### EXCERPT PROVIDED
Creating Community
It’s not something I talk a lot about…but it is something I think about. Creating community. And it’s tough.
Sure, in the age of Facebook and Instagramliciousness and Tweeter (or whatever it’s called), it’s really easy to know other people’s business. I could know what Betty Sue Welker’s two-year-old was doing with that bottle of moisturizer and the cat and what she thought of Magic Mike’s opening scene…but real community? The kind that you can sit and share and celebrate the parts of you and others that make you laugh or cry or whatever, really interacting with flesh-n-blood people? I feel like there is a loss of that these days. I know the info. I wanna know how my friends sound when they giggle…or miss their family…or how they cheer on their kids. It’s like the in Blast from the Past when the couple finally gets out of the bomb shelter and finally is able to look out from their porch and see all of Pasedena. It’s the same….but it’s so so different.
Maybe it’s because I was homeschooled. Maybe it’s because at my very core, I am a simple girl who stays at home with a toddler all day. Maybe it’s because I thrive off just a smidge of social interaction. Whatever the reason…I feel a need for community in my very bones.
And that is the sole reason why I wanted to start a play group. That and I am too cheap to join the ones that charge ya $30 a month just to hang out at a fast food joint or visit the fire station.

I confessed to my mom that I really wanted to start one….just a gathering of women and their kids….and she, being the awesome mother that she is, really encouraged me. She was a stay-at-homie with four kids, so I think she really understands that feeling of loneliness and isolation that can come with being chained to your diaper bag. She quickly volunteered her services as music teacher if I started a play group.
You guys should know – if kids were dogs, my mom is like the meat truck. They are drawn to her. And she was thrilled to be able to put together thirty minute sessions once a week and lead us in song (it’s a mommy&me kinda class for the four and unders – but all ages are welcome!).
A few of y’all have asked about how to start one of these play groups…so that is what this post is about. Here is just some rough info on what we do…obviously, I would be thrilled if others started groups. Everyone needs community. It’s a fact. If you feel called in your heart to start one, I encourage you to start small and just be consistent….it’s really not a numbers thing…it’s a connection thing.
######
### RECORDS FOR PROCESSING
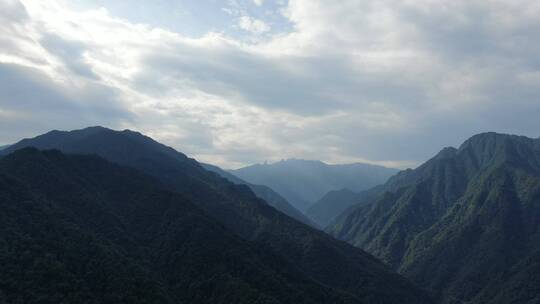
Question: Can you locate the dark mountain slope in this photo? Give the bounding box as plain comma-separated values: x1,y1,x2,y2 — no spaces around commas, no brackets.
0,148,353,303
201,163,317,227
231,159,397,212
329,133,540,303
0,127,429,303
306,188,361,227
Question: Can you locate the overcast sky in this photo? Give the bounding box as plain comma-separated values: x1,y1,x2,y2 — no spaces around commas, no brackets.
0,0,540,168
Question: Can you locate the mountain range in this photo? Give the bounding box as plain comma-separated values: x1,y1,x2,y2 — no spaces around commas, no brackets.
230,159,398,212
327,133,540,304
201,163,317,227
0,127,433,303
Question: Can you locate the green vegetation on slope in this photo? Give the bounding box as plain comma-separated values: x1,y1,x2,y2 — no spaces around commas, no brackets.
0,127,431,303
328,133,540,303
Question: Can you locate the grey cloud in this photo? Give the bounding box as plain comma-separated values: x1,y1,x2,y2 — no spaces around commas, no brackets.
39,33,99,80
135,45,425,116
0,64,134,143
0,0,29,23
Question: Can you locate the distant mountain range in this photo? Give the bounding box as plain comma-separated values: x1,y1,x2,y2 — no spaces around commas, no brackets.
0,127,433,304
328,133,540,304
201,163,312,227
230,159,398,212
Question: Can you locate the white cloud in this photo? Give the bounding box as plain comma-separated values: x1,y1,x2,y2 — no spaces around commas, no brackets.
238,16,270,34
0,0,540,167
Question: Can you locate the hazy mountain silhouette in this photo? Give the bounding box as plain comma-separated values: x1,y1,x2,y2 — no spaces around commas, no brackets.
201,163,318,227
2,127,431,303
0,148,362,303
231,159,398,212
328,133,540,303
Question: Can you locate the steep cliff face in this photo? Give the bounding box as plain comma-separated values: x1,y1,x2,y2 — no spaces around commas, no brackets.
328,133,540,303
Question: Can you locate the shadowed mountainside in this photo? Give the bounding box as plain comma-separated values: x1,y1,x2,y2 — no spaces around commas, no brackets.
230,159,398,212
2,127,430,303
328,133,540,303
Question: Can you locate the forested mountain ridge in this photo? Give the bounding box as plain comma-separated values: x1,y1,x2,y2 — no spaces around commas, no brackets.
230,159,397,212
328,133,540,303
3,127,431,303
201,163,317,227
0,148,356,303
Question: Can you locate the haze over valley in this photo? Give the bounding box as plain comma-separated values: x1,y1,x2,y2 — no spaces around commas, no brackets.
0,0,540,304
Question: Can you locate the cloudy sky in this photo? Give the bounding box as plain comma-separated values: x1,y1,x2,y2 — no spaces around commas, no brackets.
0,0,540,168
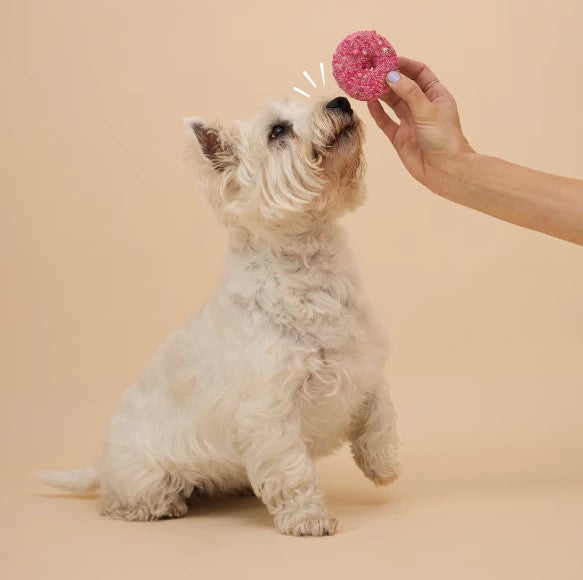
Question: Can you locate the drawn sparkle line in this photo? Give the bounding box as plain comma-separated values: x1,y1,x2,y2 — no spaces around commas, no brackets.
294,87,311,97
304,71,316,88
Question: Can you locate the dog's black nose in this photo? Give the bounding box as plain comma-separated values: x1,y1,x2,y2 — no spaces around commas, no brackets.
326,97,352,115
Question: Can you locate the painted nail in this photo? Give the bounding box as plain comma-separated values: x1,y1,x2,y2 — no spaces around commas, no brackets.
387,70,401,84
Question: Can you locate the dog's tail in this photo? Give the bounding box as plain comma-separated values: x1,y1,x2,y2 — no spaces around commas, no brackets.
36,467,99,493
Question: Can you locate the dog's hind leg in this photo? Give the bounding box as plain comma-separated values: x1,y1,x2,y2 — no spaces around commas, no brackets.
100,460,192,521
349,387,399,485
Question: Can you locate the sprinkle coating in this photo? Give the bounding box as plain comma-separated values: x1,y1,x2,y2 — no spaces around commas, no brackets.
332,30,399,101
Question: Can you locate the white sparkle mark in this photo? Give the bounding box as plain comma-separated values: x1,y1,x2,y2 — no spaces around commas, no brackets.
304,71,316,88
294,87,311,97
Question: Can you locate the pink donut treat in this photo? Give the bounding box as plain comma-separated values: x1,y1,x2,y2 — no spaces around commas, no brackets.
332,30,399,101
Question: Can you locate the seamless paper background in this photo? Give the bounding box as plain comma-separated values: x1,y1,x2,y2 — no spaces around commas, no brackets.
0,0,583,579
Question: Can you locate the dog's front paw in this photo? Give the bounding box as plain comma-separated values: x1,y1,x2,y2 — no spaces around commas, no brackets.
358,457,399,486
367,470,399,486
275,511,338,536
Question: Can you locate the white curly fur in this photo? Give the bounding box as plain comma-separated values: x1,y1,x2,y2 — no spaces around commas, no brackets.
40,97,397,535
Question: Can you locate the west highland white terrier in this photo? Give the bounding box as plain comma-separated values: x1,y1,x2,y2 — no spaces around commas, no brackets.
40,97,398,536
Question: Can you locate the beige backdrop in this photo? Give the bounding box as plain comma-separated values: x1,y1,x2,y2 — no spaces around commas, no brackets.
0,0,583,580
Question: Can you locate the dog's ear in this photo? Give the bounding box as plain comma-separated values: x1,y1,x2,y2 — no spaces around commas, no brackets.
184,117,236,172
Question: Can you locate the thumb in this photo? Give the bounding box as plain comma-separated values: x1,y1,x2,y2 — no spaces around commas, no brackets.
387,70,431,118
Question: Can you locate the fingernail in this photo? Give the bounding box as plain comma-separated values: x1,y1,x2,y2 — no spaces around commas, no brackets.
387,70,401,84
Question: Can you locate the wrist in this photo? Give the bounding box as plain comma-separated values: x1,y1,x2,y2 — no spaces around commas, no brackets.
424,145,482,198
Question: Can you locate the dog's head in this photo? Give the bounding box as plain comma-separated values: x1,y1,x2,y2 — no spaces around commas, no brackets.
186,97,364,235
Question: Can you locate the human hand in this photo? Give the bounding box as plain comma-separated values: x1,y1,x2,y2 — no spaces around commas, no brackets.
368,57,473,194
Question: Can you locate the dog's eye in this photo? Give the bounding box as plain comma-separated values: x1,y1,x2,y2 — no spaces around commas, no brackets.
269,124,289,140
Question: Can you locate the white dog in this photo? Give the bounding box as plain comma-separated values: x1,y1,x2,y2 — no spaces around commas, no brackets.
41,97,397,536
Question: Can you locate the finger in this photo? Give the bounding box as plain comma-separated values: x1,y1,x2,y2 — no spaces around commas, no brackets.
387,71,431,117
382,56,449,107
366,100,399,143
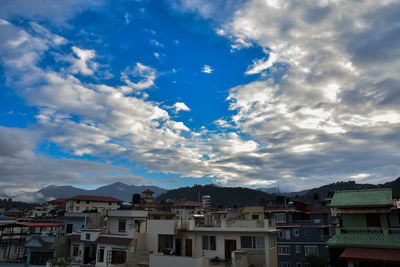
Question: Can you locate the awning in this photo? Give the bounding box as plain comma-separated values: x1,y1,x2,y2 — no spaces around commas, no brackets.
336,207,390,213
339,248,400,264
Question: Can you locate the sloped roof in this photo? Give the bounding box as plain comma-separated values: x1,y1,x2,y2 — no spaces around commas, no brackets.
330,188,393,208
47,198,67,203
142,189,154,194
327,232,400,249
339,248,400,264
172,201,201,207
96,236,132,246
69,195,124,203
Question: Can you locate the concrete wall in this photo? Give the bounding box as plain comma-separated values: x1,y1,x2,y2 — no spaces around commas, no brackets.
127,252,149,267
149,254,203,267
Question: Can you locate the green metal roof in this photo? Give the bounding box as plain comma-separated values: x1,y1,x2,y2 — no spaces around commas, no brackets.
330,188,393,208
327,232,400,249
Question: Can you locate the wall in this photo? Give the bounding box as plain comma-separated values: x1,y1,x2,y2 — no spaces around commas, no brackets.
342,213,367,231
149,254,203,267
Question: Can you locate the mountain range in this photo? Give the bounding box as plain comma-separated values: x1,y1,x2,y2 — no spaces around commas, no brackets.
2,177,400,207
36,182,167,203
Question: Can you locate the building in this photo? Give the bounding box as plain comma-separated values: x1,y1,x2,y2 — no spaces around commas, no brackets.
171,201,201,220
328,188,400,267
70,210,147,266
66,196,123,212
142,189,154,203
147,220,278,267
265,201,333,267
######
• ACTIONS TO TAKE:
a) Update the post on creating community from "Maybe it’s because I was" to "my very bones." so that "preschooler" takes the place of "toddler", and give that stretch in full.
b) Format the listing from the line with "Question: Can you locate the beige" to the line with "0,0,583,580", both included, as a JSON list of strings with one string per line and no blank lines.

• ANSWERS GIVEN:
a)
Maybe it’s because I was homeschooled. Maybe it’s because at my very core, I am a simple girl who stays at home with a preschooler all day. Maybe it’s because I thrive off just a smidge of social interaction. Whatever the reason…I feel a need for community in my very bones.

b)
[
  "Question: Can you locate the beige backdrop in this photo? Give the bounding box as plain comma-separated values: x1,y1,x2,y2 — no spaces around commas, no brackets.",
  "0,0,583,580"
]